Every line below that has "black" in it should be copied.

» **THE DATA**
━━━━━━━━━━━━━━━━━━━━

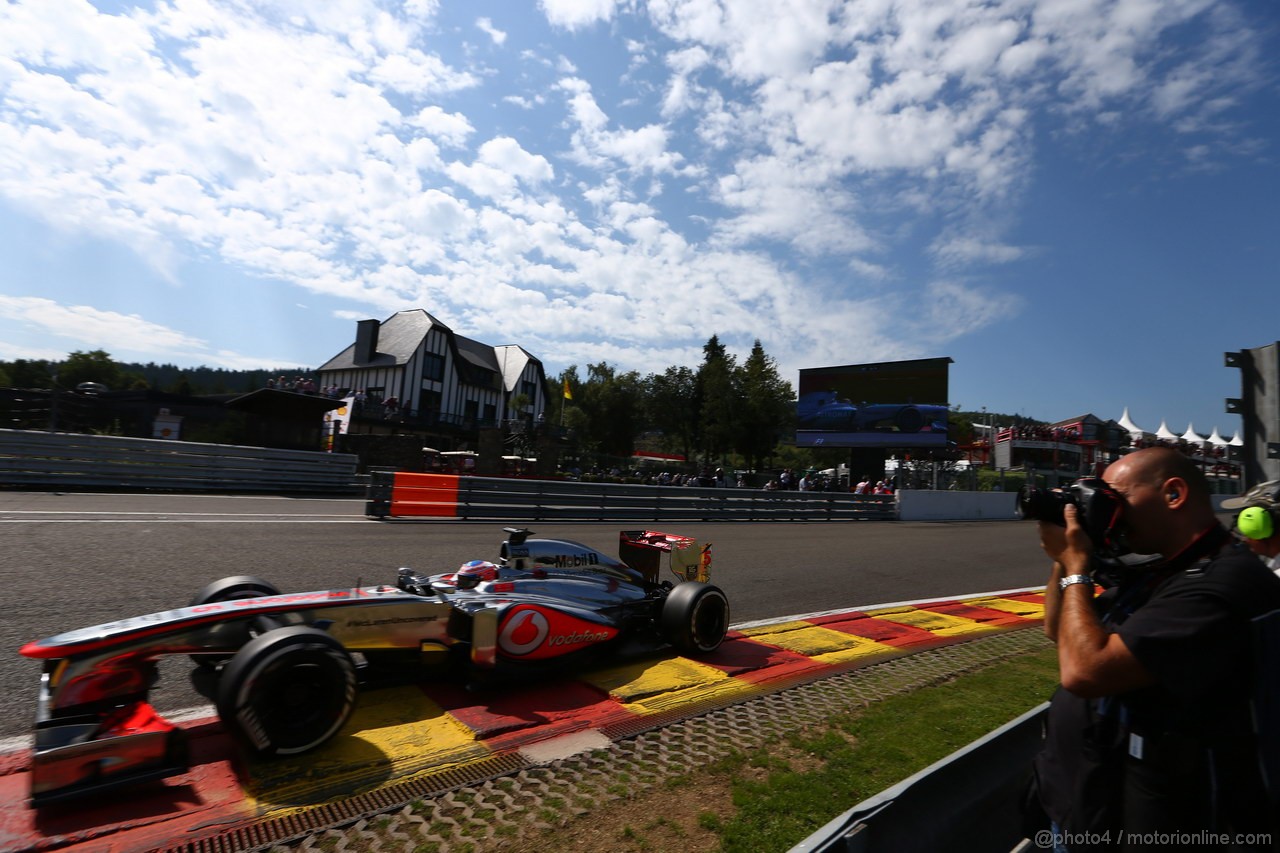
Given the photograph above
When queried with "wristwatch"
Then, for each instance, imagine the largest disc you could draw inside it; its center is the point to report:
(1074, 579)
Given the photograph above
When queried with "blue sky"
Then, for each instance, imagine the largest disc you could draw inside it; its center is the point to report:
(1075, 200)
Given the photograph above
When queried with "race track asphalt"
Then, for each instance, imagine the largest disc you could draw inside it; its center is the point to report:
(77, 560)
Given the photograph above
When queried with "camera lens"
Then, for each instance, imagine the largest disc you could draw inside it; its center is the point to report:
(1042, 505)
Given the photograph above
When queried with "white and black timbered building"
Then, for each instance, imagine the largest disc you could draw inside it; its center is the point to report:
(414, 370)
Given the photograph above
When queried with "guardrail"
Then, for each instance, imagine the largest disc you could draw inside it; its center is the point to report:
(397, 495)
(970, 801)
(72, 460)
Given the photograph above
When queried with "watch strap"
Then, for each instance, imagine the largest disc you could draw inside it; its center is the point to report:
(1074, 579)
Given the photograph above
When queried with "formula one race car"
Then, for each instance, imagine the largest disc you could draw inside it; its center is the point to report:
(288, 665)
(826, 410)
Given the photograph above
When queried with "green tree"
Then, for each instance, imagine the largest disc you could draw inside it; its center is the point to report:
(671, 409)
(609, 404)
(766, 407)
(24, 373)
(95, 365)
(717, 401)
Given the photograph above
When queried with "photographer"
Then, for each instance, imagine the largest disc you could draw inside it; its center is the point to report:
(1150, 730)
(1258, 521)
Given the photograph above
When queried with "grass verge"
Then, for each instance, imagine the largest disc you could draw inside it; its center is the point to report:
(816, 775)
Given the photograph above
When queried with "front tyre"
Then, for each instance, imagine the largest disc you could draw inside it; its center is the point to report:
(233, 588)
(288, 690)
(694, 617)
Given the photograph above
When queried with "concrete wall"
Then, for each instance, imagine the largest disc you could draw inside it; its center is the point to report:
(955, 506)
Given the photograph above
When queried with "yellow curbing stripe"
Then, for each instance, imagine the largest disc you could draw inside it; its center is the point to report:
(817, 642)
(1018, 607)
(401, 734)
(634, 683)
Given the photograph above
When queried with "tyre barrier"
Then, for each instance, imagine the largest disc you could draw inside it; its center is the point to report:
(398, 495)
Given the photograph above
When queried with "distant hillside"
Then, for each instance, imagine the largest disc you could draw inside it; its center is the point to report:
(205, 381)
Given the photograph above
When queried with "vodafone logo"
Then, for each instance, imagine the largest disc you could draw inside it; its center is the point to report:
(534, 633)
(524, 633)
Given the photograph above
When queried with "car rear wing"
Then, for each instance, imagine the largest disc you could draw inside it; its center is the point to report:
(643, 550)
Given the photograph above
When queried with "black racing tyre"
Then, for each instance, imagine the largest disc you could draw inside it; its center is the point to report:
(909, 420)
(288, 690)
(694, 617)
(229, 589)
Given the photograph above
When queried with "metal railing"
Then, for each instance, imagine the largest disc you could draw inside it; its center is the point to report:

━━━━━━━━━━━━━━━━━━━━

» **EXPECTED ANSWER**
When queried with "white and black timbered building"
When queried with "black racing tyre"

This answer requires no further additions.